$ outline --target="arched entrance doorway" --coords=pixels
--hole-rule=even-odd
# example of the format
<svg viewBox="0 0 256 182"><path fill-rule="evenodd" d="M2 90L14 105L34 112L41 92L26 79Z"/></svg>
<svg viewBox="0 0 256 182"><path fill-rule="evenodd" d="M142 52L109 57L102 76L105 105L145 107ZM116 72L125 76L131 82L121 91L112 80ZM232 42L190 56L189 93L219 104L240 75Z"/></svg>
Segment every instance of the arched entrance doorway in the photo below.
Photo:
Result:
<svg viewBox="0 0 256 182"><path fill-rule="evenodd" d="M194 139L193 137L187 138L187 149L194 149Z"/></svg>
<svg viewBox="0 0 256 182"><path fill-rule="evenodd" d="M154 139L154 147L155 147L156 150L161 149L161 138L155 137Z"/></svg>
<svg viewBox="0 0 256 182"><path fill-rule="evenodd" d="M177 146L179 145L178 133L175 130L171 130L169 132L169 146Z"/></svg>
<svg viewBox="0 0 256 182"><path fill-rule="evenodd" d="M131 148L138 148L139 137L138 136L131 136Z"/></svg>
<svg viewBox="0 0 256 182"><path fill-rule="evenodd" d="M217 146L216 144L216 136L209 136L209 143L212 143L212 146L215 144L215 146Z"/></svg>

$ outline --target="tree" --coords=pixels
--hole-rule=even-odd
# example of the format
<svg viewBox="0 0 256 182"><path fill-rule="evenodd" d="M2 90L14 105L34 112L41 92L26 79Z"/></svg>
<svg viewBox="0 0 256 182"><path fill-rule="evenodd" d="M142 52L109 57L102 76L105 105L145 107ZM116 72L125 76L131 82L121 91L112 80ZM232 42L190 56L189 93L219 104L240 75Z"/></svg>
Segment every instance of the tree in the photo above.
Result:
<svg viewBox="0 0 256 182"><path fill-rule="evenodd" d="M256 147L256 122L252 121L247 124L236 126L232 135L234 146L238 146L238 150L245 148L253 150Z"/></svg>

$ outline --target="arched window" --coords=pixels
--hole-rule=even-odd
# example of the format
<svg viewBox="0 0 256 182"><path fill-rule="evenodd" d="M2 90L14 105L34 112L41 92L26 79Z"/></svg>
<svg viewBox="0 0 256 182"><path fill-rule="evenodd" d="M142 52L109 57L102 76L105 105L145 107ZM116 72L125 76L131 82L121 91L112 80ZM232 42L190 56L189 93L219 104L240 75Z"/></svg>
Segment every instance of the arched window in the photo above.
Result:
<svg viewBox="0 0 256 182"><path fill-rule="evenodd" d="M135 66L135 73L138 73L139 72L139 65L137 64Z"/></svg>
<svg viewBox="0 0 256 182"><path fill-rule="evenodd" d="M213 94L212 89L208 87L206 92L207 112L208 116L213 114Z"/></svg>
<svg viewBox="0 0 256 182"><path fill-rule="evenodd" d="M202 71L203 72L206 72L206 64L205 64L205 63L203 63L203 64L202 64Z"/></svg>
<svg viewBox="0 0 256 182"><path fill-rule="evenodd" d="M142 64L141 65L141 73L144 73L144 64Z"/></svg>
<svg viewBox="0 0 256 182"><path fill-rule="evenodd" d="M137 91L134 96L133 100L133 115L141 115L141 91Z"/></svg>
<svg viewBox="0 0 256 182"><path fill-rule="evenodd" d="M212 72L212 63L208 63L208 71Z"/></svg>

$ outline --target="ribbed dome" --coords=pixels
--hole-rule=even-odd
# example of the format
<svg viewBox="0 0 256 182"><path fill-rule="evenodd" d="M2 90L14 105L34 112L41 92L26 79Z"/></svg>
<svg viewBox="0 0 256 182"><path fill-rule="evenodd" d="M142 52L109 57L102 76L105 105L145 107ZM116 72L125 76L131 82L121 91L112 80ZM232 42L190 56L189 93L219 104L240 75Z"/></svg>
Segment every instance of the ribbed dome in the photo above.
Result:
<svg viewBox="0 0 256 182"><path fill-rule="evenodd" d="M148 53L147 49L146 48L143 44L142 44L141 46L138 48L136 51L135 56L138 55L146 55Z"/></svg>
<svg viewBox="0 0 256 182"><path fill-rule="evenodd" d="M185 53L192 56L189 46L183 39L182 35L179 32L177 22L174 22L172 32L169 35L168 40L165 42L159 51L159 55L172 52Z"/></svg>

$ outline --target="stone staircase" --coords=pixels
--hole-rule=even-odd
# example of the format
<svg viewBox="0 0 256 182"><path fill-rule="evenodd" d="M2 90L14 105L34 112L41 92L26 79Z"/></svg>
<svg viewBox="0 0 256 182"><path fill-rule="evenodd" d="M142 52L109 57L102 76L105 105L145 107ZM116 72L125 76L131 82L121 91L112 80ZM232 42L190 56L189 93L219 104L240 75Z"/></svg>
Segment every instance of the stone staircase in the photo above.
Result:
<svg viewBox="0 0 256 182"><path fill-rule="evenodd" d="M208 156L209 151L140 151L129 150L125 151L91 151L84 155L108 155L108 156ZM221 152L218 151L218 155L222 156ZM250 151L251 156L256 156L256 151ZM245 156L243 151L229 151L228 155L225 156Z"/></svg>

Objective: Rewrite everything from the start of the items down to the line containing "148L138 148L139 137L138", swapping "arched entrance doorway" for "arched front gateway" and keeping all else unchanged.

Written answer:
$ outline --target="arched front gateway" --coords=pixels
--hole-rule=even-odd
# example of the format
<svg viewBox="0 0 256 182"><path fill-rule="evenodd" d="M2 90L14 105L34 112L41 92L26 79Z"/></svg>
<svg viewBox="0 0 256 182"><path fill-rule="evenodd" d="M142 52L109 57L102 76L105 105L145 107ZM116 72L125 76L131 82L121 91L112 80ZM232 42L190 56L189 93L219 104L240 75Z"/></svg>
Segment every instance of the arched front gateway in the photo below.
Photo:
Result:
<svg viewBox="0 0 256 182"><path fill-rule="evenodd" d="M194 139L193 137L187 138L187 149L194 149Z"/></svg>
<svg viewBox="0 0 256 182"><path fill-rule="evenodd" d="M154 139L154 147L155 147L156 150L161 149L161 138L155 137Z"/></svg>
<svg viewBox="0 0 256 182"><path fill-rule="evenodd" d="M177 146L179 145L178 133L175 130L171 130L169 132L169 146Z"/></svg>
<svg viewBox="0 0 256 182"><path fill-rule="evenodd" d="M131 148L138 148L139 137L138 136L131 136Z"/></svg>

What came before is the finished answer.